EXERCISE INSTRUCTIONS:
1. Which Bible references, by chapter and verse, appear in the Feast of Saint Matthew post? List all of them.
2. Can you write the next part of the Feast of Saint Matthew post, picking up after its final sentence?

ARTICLE:
__________

Feast of Saint Matthew, Apostle and Evangelist 9/21/2020

Greetings in the Name of our Lord and Savior Jesus Christ:

Today, September 21, 2020 is when the Christian Church celebrates the Feast of Saint Matthew, Apostle and Evangelist.  This post is devoted to one of the Feast Days that the historic Christian Church observed that are generally neglected today.  I pray that you find this message beneficial in your devotions this or another day.

“Saint Matthew, also known as Levi, identifies himself as a former tax collector, one who was therefore considered unclean, a public sinner, outcast from the Jews.  Yet it was such a one as this whom the Lord Jesus called away from his occupation and wealth to become a disciple (Matthew 9:9-13).  Not only did Matthew become a disciple of Jesus, he was also called and sent as one of the Lord’s twelve apostles (Matthew 10:2-4).  In time, he became the evangelist whose inspired record of the Gospel was granted first place in the ordering of the New Testament.  Among the four Gospels, Matthew’s portrays Christ especially as the new and greater Moses, who graciously fulfills the Law and the Prophets (Matthew 5:17) and establishes a new covenant of salvation in and with His own blood (Matthew 26:27-28).  Matthew’s Gospel is also well-known and beloved for its record of the visit of the Magi (Matthew 2:1-12); for the Sermon on the Mount, including the Beatitudes and the Our Father (Matthew 5–7); and for the institution of Holy Baptism and the most explicit revelation of the Holy Trinity (Matthew 28:16-20). Tradition is uncertain where his final field of labor was and whether Matthew died naturally or a martyr’s death.  In celebrating this festival, we therefore give thanks to God that He has mightily governed and protected His Holy Church through this man who was called and sent by Christ to serve the sheep of His pastures with the Holy Gospel.” 1

The verse or theme for this feast is “Alleluia.  Go therefore and make disciples of all nations.  And behold, I am with you always, to the end of the age.  Alleluia.”  It is from Matthew 28:19-20.

__________

DATA EXTRACT:
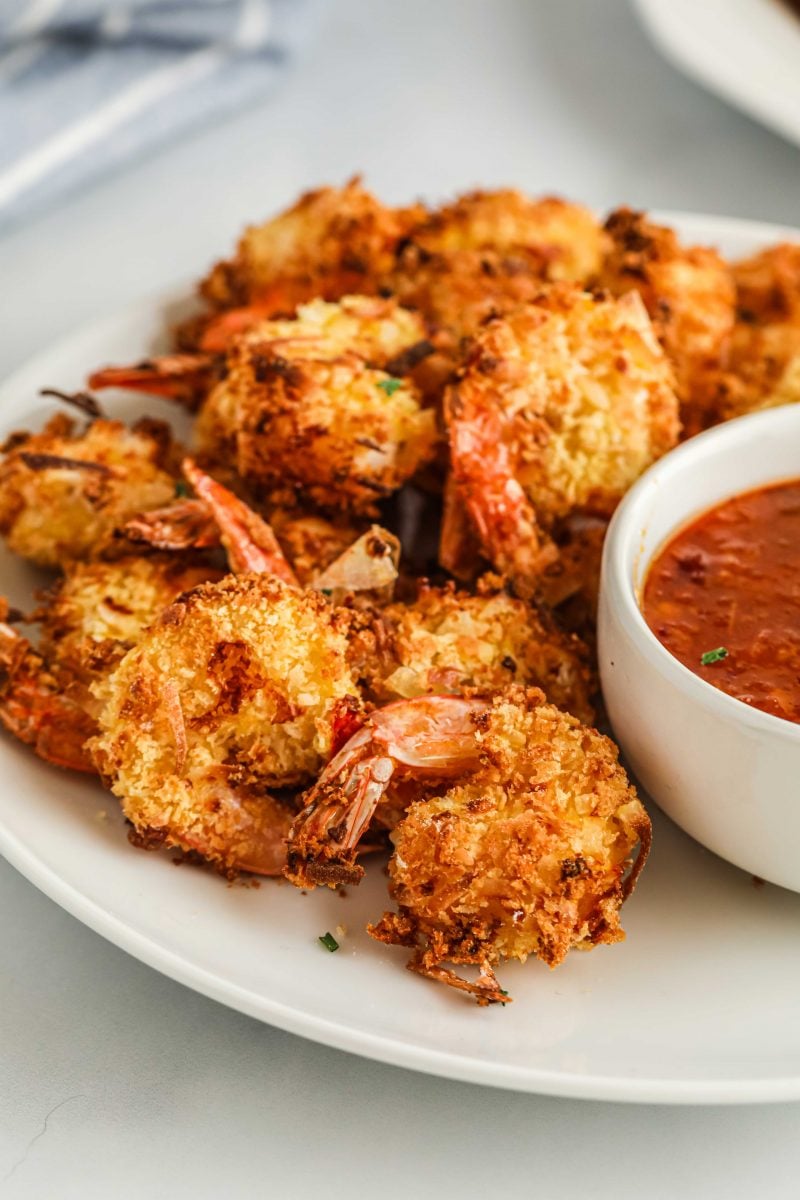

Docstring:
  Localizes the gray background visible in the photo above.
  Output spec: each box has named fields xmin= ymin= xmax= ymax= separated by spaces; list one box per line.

xmin=0 ymin=0 xmax=800 ymax=1200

__________

ANSWERS FOR THE EXERCISE:
1.
- Matthew 9:9-13
- Matthew 10:2-4
- Matthew 5:17
- Matthew 26:27-28
- Matthew 2:1-12
- Matthew 5–7
- Matthew 28:16-20
- Matthew 28:19-20

2.
Old Testament    Ezekiel 2:8–3:11

Psalm                   Psalm 119:33–40 (antiphon v. 35)

Epistle                  Ephesians 4:7–16

Gospel                  Matthew 9:9–13

The hymn appointed for this day is “What Is the World to Me” as found on page 730 in the Lutheran Service Book.  You may listen to the hymn at the link direct below.  https://www.youtube.com/watch?v=2ggXnsiQ5Bs

Collect of the Day:

O son of God, our blessed Savior Jesus Christ, You called Matthew, the tax collector to be an apostle and evangelist.  Through his faithful and inspired witness, grant that we also may follow You, leaving behind all covetous desires and love of riches; for You live and reigns with the Father and the Holy Spirit, one God, now and forever.  Amen.

Pastor Jim Tuell

Treasury of Daily Prayer, Scot A Kinnaman, General Editor, Concordia Publishing House, Saint Louis, MO., 2008, 743-744.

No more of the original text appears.